Vizeaußenministerin Fu Ying bekräftigte, dass China die Grundlagen der europäischen Wirtschaft als positiv einschätze und noch enger mit ihrem größten Handelspartner kooperieren wolle. Sie verwies indirekt auf die alte chinesische Forderung nach Gewährung des Marktwirtschaftsstatus, der vor Handelsklagen schützt, und sagte, das Verhältnis solle gestärkt und „ausstehende Fragen“ müssten gelöst werden. Beide Seiten müssten sich „gleich behandeln“.
EFSF-Chef Regling wollte sich nicht auf Fragen nach politischen Bedingungen einlassen. Das Angebot sei rein kommerziell. „Ich bin nicht hier, um irgendwelche Konzessionen zu diskutieren“, sagte Regling auf Fragen, ob die chinesische Seite im Gegenzug für Finanzhilfe ein Entgegenkommen wie die Einstufung des Marktwirtschaftsstatus durch die EU erwarte. „Es gibt keinen speziellen Handel“, sagte der EFSF-Chef und verwies auf die Gepflogenheiten auf den globalen Finanzmärkten.
EFSF behält Bestnote
Der europäische Rettungsfonds EFSF erhält von der Ratingagentur Standard & Poor’s weiter die Bestnote „AAA“. Der Ausblick für die Kreditwürdigkeit sei stabil, teilte S&P am Freitag in London mit. Es sei „fast sicher“, dass der EFSF weiter durch die Länder mit einer Bestnote getragen werde.
Die wichtigsten Fragen zum möglichen finanziellen Engagement Chinas im Überblick
Warum sollte China den Euro-Ländern helfen?
Die Europäische Union ist der mit Abstand wichtigste Handelspartner des Exportweltmeisters. Die 27 Länder kauften 2010 chinesische Waren im Wert von 282 Milliarden Euro – 18,9 Prozent mehr als 2009. China hat deshalb ein großes Interesse an stabilen Verhältnissen bei seinem wichtigsten Kunden. Ein Viertel seiner riesigen Devisenreserven sind bereits in Euro-Wertpapieren wie Staatsanleihen angelegt. Weitet sich die Schuldenkrise in der Währungsunion aus, droht auch der Euro erheblich an Wert zu verlieren – und damit auch Chinas Euro-Investitionen.
________________________________________
§ **Aufgabenstellung**:
Führen Sie den Lesetext über Chinas mögliche Hilfe für die Euro-Länder im Anschluss an seinen letzten Satz weiter. Die Daten stehen in keinem Zusammenhang mit dem Lesetext.

§ **Rohdaten**:
________________________________________
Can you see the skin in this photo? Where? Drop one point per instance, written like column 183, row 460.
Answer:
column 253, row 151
________________________________________
§ **Lösung unten**:
Kann sich China das leisten?
Ja. Mit 3,2 Billionen Dollar (rund 2,3 Billionen Euro) besitzt die Volksrepublik die mit Abstand größten Devisenreserven der Welt. Allerdings steht nicht die gesamte Summe zur Verfügung, sondern wohl nur etwa 500 Milliarden Dollar. Der Rest ist entweder schon gebunden oder wird von China in Reserve gehalten, um den eigenen hoch verschuldeten Regionen im Notfall zu helfen.
Gibt es auch kritische Stimmen in China?
Bedenken kommen vor allem aus der Zentralbank. Deren Berater Li Daokui warnt davor, größere Summen in europäische Staatsanleihen zu stecken. Auch Yu Yongding, ein ehemaliger Notenbank-Berater, warnt vor der Anhäufung immer größerer Devisenreserven.
Fordert China Gegenleistungen?
Ja. China möchte von der EU den Status als Marktwirtschaft erhalten. Das würde automatisch den Abbau von Handelshemmnissen bedeuten, über die sich der Exportweltmeister seit langem beklagt. China erhofft sich auch ein Ende des seit dem Massaker gegen die Demokratiebewegung auf dem Platz des Himmlischen Friedens 1989 geltenden EU-Waffenembargos. Auch größere Garantien für neue Hilfen und eine Reform der Währungsunion werden gefordert.
Steht China tortzd er Krise zu den Investitionen in Europa?
China hat seit Ausbruch der Krise vor mehr als einem Jahr immer wieder sein Vertrauen in die Währungsunion betont. „Wir haben es zigmal gesagt, dass China bereit ist zu helfen“, betonte Ministerpräsident Wen Jiabao. „Wir werden dort weiter investieren.“ Bei Worten hat es Peking nicht belassen. Die Volksrepublik hat für viele Milliarden Staatsanleihen von angeschlagenen Euro-Ländern gekauft, während sich private Investoren aus Sorge vor einem Zahlungsausfall entweder zurückhalten oder exorbitante Zinsen verlangen.
Kauft China nur Wertpapiere auf?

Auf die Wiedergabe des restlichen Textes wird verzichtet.